Central composite modeling for electrochemical degradation of paint manufacturing plant wastewater: One-step/two-response optimization

Abstract

Paint manufacturing wastewaters contain highly toxic and organic biorefractory substances and have adverse effects on human health. In this study, the removal of color and chemical oxygen demand (COD) from a paint manufacturing plant (PMW) wastewater by electrochemical degradation using Ti/Pt anodes were investigated with a five-factor central composite model. pH (4–11), temperature (10–40°C), NaCl concentration (10–100 mM), current (5–15 A) and feed rate (10–40 mL/min.) were selected as independent operating parameters. The results obtained were analyzed with analysis of variance and a quadratic model was developed to examine the effects of parameters affecting degradation conditions. Optimum conditions for maximizing color and COD removal while minimizing energy consumption were determined by numerical optimization and found to be pH of 4, temperature of 39.99 °C, NaCl concentration of 100 mM, feed rate of 40 mL/min and current of 5.21 A. Under optimum conditions, the estimated color removal was 79.68% and the COD removal was 80.54%. The compatibility of the predicted optimum conditions was confirmed by experimental data. In experiments performed under optimum conditions, the energy consumed by the system was calculated as 8.51 kWh/m 3 and the operating cost to treat 1 m 3 PMW was determined as $1.02. • Numerical optimization was applied using central composite modeling to treat PMW. • The established model was found suitable for estimating the responses. • The linear effect of all parameters significantly influenced the responses. • NaCl greatly reduced energy consumption and enhanced the degradation of pollutants. • COD and color were met Turkish water pollution discharge standards.

********************

LIST OF TASKS ->
1) Answer each question from the abstract above:
(a) What anodes were used for the electrochemical degradation?
(b) What feed rate was found to be optimum?
(c) What was the operating cost to treat 1 m³ of PMW?
2) Does the abstract above support each statement? Answer yes or no for each, quoting the deciding words.
(a) The current was varied between 5 and 15 A.
(b) NaCl increased the energy consumption of the process.
(c) The optimum pH was 11.

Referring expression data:
********************

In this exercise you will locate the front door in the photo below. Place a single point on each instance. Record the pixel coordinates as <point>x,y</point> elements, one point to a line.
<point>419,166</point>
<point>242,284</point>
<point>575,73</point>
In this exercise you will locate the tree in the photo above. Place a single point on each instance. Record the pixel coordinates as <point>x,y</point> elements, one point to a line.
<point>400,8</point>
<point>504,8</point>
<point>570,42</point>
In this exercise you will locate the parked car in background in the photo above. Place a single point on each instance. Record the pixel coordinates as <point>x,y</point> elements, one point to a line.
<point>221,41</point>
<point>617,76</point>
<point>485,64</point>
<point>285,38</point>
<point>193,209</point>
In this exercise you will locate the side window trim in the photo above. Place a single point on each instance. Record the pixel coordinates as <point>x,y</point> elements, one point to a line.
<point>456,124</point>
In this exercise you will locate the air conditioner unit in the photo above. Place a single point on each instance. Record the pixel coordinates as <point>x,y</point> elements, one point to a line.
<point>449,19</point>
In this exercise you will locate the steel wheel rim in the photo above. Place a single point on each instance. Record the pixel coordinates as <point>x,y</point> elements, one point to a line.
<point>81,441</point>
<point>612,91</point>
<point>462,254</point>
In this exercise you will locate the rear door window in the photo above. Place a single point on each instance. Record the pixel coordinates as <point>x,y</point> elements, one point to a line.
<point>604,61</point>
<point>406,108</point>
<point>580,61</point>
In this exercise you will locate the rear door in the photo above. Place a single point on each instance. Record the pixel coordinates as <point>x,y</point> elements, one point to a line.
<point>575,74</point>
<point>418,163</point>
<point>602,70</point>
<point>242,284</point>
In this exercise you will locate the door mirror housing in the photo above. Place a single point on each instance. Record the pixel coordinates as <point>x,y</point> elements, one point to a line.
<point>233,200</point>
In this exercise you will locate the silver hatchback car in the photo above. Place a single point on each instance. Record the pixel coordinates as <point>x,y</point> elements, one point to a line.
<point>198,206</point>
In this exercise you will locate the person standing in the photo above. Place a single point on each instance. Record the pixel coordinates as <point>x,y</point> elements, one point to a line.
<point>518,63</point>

********************

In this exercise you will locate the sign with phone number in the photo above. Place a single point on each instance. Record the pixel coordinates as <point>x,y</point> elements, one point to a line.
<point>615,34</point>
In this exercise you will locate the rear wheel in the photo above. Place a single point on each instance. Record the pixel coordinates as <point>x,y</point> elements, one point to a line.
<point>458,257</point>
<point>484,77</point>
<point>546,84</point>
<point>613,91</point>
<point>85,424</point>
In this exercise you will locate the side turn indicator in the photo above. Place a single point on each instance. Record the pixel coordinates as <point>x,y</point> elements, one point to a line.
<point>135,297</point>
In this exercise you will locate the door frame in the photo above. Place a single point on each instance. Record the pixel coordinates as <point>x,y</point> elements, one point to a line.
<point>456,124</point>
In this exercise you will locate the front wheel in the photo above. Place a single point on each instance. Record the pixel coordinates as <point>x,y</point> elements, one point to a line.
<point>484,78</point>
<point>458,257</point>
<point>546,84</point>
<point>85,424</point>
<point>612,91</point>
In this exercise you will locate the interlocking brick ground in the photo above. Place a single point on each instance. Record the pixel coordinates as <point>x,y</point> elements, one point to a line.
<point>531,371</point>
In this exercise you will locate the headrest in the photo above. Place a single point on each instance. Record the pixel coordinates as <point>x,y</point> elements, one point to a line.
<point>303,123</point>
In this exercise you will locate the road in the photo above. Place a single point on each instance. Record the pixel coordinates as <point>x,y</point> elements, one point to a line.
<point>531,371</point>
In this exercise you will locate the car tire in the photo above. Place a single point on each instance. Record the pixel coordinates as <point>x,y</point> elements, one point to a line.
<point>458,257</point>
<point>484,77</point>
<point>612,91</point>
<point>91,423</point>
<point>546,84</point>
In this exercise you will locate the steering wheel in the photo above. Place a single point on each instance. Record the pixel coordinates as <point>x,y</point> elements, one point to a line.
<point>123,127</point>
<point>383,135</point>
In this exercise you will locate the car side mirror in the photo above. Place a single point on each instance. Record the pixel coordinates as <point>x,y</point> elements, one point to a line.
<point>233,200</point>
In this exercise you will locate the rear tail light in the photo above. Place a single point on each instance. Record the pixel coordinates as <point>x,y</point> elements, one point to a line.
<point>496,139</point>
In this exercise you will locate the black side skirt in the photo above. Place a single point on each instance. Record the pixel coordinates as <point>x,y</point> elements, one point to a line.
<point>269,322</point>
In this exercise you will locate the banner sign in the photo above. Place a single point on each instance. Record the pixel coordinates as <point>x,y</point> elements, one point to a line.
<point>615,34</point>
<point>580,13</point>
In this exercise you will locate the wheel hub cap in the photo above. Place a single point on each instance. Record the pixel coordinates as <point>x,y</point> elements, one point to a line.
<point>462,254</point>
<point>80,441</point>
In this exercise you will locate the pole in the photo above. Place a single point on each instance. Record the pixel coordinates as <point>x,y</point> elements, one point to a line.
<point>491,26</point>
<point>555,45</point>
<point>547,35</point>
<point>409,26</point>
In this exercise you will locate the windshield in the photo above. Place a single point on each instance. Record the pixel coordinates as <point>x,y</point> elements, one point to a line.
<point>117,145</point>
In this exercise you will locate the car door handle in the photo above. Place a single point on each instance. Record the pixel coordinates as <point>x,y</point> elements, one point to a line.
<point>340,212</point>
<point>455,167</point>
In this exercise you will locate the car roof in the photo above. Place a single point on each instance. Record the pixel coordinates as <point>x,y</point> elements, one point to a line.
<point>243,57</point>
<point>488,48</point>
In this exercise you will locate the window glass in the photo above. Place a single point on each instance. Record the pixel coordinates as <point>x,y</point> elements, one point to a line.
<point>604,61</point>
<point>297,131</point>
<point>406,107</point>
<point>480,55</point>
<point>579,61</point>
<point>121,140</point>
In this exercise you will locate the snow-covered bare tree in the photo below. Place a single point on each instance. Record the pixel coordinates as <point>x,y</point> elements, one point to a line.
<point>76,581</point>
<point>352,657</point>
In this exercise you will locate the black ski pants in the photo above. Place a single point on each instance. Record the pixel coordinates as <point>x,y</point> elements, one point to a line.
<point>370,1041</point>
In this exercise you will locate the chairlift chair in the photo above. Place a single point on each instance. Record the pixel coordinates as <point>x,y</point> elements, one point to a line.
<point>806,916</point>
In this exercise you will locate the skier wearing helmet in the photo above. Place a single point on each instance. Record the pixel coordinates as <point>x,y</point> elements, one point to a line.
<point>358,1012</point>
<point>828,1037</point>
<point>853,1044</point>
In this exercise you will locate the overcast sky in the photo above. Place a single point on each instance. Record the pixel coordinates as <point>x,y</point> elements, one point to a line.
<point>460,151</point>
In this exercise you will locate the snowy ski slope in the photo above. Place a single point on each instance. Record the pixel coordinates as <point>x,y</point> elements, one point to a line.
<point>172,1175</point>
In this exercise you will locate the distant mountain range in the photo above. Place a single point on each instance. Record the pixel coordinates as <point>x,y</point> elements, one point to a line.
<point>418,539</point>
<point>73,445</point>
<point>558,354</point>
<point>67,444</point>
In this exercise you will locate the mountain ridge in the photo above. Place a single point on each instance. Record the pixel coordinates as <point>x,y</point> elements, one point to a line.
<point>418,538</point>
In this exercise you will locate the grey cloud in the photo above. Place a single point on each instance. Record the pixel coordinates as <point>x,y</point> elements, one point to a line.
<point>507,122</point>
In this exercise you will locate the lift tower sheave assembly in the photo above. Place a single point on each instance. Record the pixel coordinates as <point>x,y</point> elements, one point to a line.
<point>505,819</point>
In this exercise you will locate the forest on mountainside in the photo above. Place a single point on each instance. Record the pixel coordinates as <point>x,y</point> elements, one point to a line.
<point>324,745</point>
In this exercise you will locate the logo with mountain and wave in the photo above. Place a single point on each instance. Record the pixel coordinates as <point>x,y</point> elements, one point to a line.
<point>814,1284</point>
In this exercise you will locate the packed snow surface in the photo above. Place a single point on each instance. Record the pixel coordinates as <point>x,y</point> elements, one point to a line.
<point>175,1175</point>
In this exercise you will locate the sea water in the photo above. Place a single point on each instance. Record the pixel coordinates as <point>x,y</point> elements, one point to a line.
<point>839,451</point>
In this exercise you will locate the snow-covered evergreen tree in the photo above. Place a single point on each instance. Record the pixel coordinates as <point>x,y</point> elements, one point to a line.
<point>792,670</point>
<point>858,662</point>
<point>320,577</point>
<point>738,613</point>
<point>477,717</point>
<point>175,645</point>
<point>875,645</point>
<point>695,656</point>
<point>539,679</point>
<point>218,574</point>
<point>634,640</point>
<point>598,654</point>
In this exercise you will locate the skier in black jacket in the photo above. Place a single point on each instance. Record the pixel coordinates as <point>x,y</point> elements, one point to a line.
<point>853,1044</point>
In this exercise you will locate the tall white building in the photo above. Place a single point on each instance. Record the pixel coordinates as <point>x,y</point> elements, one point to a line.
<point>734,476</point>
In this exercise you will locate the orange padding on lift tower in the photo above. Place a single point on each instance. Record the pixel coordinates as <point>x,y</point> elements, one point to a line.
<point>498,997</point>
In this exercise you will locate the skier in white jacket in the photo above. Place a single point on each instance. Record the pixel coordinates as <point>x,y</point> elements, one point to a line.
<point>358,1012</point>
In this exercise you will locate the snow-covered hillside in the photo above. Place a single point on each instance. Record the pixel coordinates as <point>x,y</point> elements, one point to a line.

********************

RESULTS FOR THE EXERCISE ->
1)
(a) Ti/Pt anodes
(b) 40 mL/min
(c) $1.02

2)
(a) Yes: "current (5–15 A)"
(b) No: "NaCl greatly reduced energy consumption and enhanced the degradation of pollutants"
(c) No: "found to be pH of 4"